(Named object pointing entries)
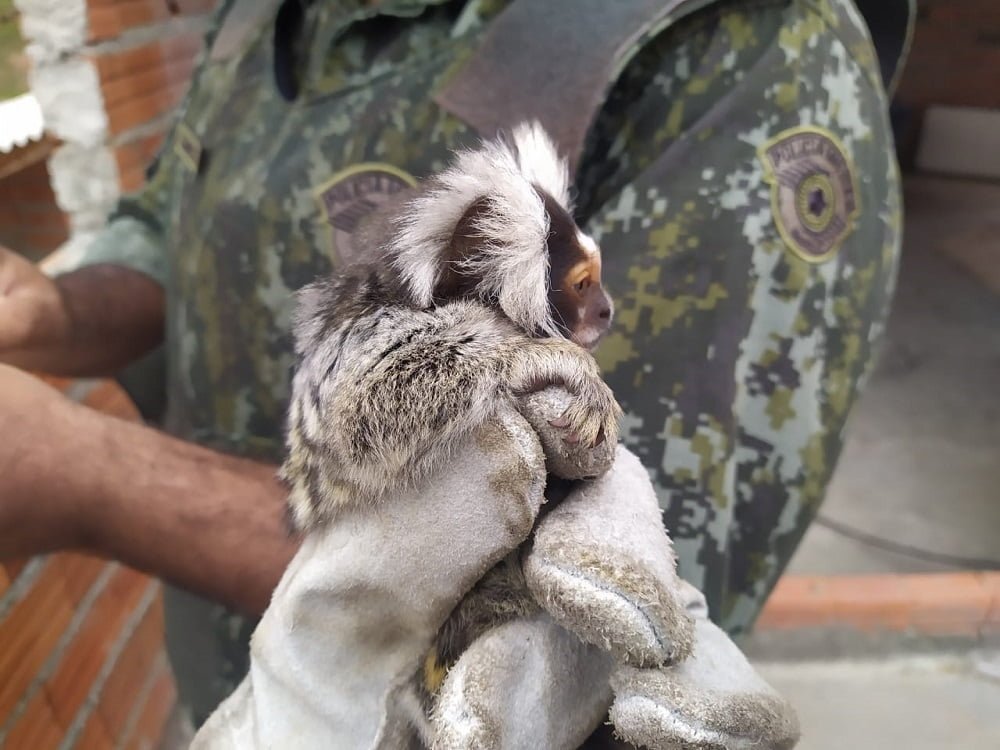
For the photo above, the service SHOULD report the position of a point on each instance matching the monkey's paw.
(592, 416)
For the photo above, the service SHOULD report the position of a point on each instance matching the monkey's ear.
(457, 274)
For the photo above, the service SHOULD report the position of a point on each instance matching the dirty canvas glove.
(527, 683)
(713, 700)
(334, 658)
(602, 565)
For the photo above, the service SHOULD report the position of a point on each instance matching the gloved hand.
(601, 565)
(335, 657)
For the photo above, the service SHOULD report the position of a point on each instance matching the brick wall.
(955, 58)
(108, 75)
(31, 223)
(82, 662)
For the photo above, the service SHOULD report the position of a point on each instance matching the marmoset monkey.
(482, 288)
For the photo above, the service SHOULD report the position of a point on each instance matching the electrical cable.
(899, 548)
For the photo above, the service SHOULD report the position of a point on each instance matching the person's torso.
(274, 192)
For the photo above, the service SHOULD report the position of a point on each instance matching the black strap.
(553, 61)
(891, 25)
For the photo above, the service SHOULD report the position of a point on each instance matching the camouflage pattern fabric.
(741, 180)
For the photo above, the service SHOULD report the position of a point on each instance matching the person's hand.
(38, 425)
(335, 660)
(33, 313)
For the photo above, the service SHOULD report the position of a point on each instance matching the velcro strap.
(553, 61)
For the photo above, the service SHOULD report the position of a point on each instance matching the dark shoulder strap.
(241, 20)
(553, 61)
(891, 25)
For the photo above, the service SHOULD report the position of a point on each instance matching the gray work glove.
(335, 660)
(335, 657)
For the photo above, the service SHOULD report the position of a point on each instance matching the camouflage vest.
(734, 160)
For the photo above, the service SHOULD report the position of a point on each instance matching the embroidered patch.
(351, 195)
(814, 194)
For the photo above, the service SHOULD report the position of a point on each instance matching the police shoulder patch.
(351, 195)
(814, 193)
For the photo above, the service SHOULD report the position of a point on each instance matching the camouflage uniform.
(740, 178)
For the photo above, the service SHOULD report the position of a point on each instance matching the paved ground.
(912, 704)
(921, 463)
(921, 466)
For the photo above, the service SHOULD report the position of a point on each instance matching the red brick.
(28, 634)
(109, 398)
(109, 21)
(94, 735)
(169, 73)
(152, 55)
(79, 573)
(141, 110)
(947, 603)
(36, 729)
(92, 644)
(14, 568)
(130, 673)
(148, 729)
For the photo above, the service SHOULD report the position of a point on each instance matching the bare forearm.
(111, 316)
(211, 523)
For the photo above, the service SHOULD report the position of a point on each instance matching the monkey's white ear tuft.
(511, 261)
(540, 163)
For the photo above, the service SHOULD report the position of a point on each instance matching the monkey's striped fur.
(399, 360)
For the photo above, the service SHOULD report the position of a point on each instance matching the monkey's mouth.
(588, 338)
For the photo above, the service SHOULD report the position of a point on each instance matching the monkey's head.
(497, 226)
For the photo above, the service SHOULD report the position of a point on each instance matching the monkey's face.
(580, 306)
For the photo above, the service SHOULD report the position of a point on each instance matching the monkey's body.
(481, 289)
(402, 358)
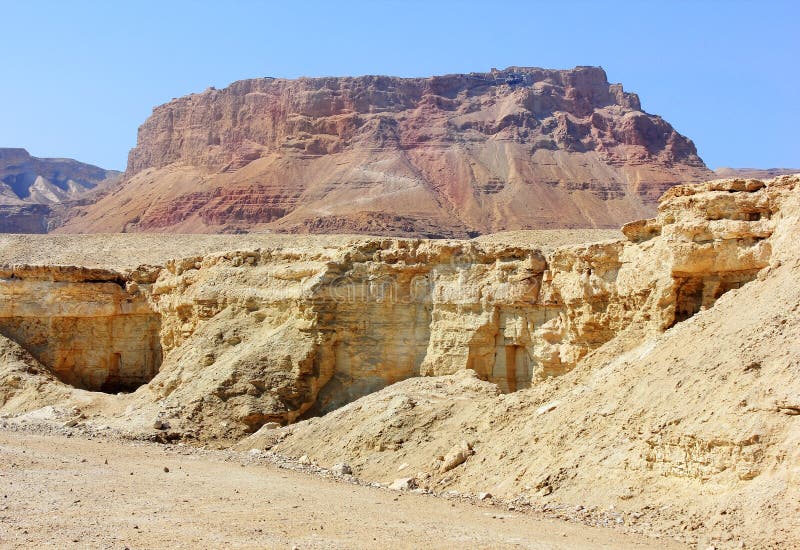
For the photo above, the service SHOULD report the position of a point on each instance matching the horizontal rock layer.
(447, 156)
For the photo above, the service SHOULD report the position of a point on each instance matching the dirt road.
(63, 492)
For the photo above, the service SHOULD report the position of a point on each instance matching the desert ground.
(71, 491)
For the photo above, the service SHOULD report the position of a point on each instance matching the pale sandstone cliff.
(445, 156)
(657, 366)
(274, 333)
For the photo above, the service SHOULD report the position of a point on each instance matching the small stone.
(456, 456)
(547, 407)
(403, 484)
(342, 469)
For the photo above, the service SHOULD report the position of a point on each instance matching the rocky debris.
(403, 484)
(445, 156)
(341, 469)
(456, 456)
(642, 342)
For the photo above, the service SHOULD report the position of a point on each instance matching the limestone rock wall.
(87, 326)
(271, 335)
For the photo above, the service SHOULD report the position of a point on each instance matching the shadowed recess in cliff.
(87, 327)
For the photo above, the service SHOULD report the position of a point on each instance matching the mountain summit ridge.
(443, 156)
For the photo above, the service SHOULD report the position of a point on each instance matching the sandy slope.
(696, 429)
(77, 493)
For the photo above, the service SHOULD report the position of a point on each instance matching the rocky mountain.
(756, 173)
(35, 191)
(445, 156)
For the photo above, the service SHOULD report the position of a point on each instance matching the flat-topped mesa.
(209, 129)
(443, 156)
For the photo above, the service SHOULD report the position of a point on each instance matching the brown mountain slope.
(456, 155)
(757, 173)
(34, 190)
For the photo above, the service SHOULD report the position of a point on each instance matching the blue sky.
(80, 77)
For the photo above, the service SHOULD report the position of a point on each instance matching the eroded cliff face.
(37, 193)
(272, 335)
(91, 327)
(445, 156)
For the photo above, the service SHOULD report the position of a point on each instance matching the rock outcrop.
(605, 380)
(446, 156)
(276, 333)
(36, 194)
(91, 328)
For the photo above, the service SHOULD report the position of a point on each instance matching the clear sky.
(79, 77)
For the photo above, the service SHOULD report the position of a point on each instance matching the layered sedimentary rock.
(90, 327)
(446, 156)
(37, 193)
(275, 333)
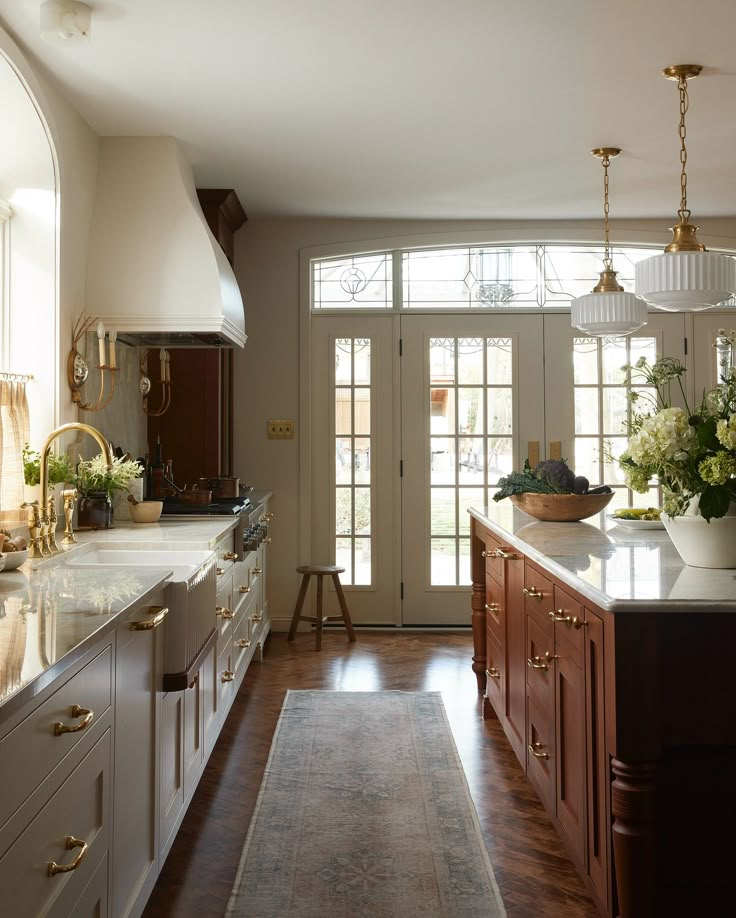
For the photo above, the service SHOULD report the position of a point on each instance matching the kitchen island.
(606, 660)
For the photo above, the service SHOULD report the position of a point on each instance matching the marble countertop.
(619, 569)
(50, 612)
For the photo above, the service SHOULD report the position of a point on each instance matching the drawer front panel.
(79, 810)
(570, 630)
(31, 751)
(540, 666)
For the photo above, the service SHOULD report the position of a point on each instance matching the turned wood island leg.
(633, 802)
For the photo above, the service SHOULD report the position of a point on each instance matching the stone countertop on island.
(618, 569)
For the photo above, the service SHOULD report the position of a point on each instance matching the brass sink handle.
(70, 842)
(87, 715)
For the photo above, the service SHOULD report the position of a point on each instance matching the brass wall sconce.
(77, 369)
(146, 385)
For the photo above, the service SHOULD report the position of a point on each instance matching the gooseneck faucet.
(43, 520)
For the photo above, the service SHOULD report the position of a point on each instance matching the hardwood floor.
(534, 874)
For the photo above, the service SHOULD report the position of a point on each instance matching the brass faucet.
(42, 513)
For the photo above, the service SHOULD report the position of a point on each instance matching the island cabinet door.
(570, 745)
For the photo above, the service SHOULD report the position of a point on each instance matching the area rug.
(364, 812)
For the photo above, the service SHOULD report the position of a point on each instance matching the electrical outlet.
(280, 430)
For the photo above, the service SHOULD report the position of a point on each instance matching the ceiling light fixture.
(609, 311)
(686, 276)
(65, 20)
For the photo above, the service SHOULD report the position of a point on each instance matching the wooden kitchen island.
(610, 666)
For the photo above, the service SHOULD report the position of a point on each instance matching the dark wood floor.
(534, 874)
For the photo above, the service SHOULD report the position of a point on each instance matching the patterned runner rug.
(364, 812)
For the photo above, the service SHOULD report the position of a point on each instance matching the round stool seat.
(320, 569)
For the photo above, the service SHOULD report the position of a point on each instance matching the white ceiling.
(415, 108)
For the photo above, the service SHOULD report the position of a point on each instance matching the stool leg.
(299, 604)
(319, 612)
(343, 607)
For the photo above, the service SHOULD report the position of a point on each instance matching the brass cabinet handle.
(572, 621)
(534, 749)
(87, 715)
(532, 592)
(70, 842)
(159, 613)
(542, 662)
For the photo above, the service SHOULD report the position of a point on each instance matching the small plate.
(636, 524)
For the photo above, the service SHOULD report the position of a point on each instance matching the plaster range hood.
(156, 273)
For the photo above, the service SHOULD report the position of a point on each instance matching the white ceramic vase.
(703, 544)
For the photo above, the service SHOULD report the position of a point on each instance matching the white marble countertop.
(618, 569)
(50, 612)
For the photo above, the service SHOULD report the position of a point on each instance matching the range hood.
(156, 273)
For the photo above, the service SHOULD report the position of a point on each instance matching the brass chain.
(683, 212)
(607, 261)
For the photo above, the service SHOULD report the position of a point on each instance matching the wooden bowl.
(561, 508)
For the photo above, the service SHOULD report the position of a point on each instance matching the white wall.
(267, 257)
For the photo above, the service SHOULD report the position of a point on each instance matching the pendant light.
(609, 311)
(686, 276)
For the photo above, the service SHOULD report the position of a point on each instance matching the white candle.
(113, 339)
(101, 342)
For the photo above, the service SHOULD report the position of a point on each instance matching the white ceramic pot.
(703, 544)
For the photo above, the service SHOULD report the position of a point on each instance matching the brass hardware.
(542, 662)
(572, 621)
(87, 715)
(43, 465)
(70, 842)
(77, 369)
(146, 385)
(533, 593)
(159, 613)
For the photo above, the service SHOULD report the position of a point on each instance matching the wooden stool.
(320, 571)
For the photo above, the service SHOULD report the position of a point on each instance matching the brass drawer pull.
(70, 842)
(572, 621)
(542, 662)
(159, 613)
(87, 716)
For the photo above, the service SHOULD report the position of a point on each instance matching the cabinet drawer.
(30, 752)
(540, 663)
(80, 809)
(568, 618)
(538, 596)
(494, 674)
(540, 736)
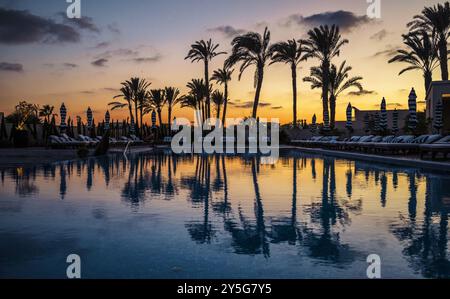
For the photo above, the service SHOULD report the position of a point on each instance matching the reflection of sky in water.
(159, 216)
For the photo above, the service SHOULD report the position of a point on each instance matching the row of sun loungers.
(64, 141)
(406, 144)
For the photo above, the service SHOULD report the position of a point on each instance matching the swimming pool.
(167, 216)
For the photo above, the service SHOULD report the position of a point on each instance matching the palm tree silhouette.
(158, 100)
(137, 86)
(251, 49)
(324, 43)
(218, 99)
(172, 99)
(127, 95)
(436, 19)
(204, 51)
(422, 54)
(223, 76)
(339, 81)
(291, 53)
(197, 92)
(46, 111)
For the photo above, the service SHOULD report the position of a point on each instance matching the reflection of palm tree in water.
(321, 241)
(249, 237)
(426, 247)
(283, 229)
(201, 232)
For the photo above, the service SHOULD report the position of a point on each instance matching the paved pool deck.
(405, 161)
(36, 156)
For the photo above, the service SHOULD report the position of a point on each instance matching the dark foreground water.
(164, 216)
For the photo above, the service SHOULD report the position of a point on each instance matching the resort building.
(439, 91)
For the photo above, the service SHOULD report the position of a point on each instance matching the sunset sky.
(48, 59)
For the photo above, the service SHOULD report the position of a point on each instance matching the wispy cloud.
(100, 62)
(346, 20)
(361, 92)
(227, 30)
(380, 35)
(22, 27)
(11, 67)
(148, 59)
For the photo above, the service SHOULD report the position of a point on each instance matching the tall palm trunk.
(136, 125)
(141, 112)
(218, 111)
(325, 83)
(225, 104)
(443, 54)
(428, 76)
(159, 118)
(208, 102)
(332, 110)
(131, 112)
(258, 90)
(169, 119)
(294, 92)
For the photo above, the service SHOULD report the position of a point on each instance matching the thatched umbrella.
(3, 132)
(376, 120)
(78, 125)
(437, 121)
(153, 119)
(395, 122)
(412, 104)
(366, 122)
(314, 123)
(132, 127)
(383, 117)
(349, 123)
(89, 118)
(326, 121)
(107, 120)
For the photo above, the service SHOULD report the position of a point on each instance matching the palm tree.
(127, 95)
(46, 111)
(422, 54)
(204, 51)
(291, 53)
(172, 98)
(198, 89)
(218, 99)
(158, 100)
(324, 43)
(251, 49)
(137, 85)
(436, 20)
(223, 76)
(339, 81)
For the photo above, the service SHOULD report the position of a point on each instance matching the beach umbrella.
(153, 119)
(78, 125)
(313, 123)
(63, 114)
(89, 117)
(367, 122)
(437, 124)
(349, 123)
(107, 120)
(376, 121)
(383, 117)
(326, 121)
(412, 104)
(395, 122)
(3, 133)
(132, 127)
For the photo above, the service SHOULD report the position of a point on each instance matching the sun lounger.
(440, 146)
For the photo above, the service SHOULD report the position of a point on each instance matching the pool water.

[Exercise requirements] Copy each line exactly, from the line containing "the palm tree." down to the last line of the material, and no other lines.

[Expected answer]
For the photo above, the service SHOULD report the position of a point on each instance matching the palm tree.
(127, 95)
(46, 111)
(422, 54)
(204, 51)
(291, 53)
(172, 98)
(198, 89)
(218, 99)
(158, 100)
(324, 43)
(251, 49)
(137, 85)
(436, 20)
(223, 76)
(339, 81)
For the photo above, the service SHOULD report the position of a point on each instance matching the beach umbrella.
(153, 119)
(78, 125)
(313, 123)
(63, 114)
(89, 117)
(367, 122)
(437, 124)
(349, 123)
(107, 120)
(376, 121)
(383, 117)
(326, 121)
(412, 104)
(395, 122)
(3, 133)
(132, 127)
For the photo above, the service SHOULD report the position of a point on each instance matching the sun lounger.
(440, 146)
For the photo above, the service SHOULD report the position of a point on each instance matching the pool water.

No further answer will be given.